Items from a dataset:
══════

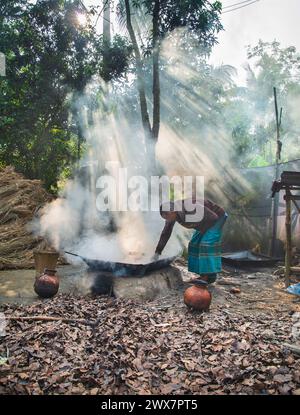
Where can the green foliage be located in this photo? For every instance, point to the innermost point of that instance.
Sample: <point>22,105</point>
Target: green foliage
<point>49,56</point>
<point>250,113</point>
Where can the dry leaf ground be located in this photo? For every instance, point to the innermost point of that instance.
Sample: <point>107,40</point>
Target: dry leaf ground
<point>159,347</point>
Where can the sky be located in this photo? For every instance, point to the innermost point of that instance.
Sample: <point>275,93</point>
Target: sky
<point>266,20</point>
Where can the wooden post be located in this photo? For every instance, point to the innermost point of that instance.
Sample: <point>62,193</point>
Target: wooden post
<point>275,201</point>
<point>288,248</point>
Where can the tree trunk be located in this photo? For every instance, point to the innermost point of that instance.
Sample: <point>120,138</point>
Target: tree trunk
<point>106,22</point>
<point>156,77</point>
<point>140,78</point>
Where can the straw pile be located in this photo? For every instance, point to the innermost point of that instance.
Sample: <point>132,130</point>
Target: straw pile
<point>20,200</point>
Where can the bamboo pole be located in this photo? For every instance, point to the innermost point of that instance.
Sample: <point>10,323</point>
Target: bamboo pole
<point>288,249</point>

══════

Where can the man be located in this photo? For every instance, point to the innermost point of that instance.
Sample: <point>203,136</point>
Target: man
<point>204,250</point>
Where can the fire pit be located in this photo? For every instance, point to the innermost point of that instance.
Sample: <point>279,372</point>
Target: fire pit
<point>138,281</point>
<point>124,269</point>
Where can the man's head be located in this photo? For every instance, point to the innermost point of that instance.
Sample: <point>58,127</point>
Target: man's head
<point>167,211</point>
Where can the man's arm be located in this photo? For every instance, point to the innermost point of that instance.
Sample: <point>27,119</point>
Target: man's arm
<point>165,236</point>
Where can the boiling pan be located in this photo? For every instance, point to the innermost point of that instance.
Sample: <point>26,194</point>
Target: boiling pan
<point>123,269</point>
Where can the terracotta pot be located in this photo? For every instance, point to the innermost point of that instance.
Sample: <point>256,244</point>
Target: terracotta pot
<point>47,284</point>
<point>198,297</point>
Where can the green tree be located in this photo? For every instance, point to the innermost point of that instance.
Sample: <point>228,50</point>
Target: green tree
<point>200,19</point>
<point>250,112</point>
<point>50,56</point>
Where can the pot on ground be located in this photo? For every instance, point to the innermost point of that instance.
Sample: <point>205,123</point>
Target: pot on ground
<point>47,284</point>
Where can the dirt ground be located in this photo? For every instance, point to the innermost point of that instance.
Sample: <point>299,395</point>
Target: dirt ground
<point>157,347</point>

══════

◆ **WORK INSTRUCTIONS**: Within the data above, the lines from the one with "Where can the man's head" to the one with "Where can the man's arm" must be repeated exactly; no other line belongs in the answer.

◆ **REPLY TO THE TASK**:
Where can the man's head be located in this photo? For every instance, point to the innermost point of that instance.
Sample: <point>58,127</point>
Target: man's head
<point>167,211</point>
Where can the man's arm be located in this photo? For every instance, point to the innermost point of that instance.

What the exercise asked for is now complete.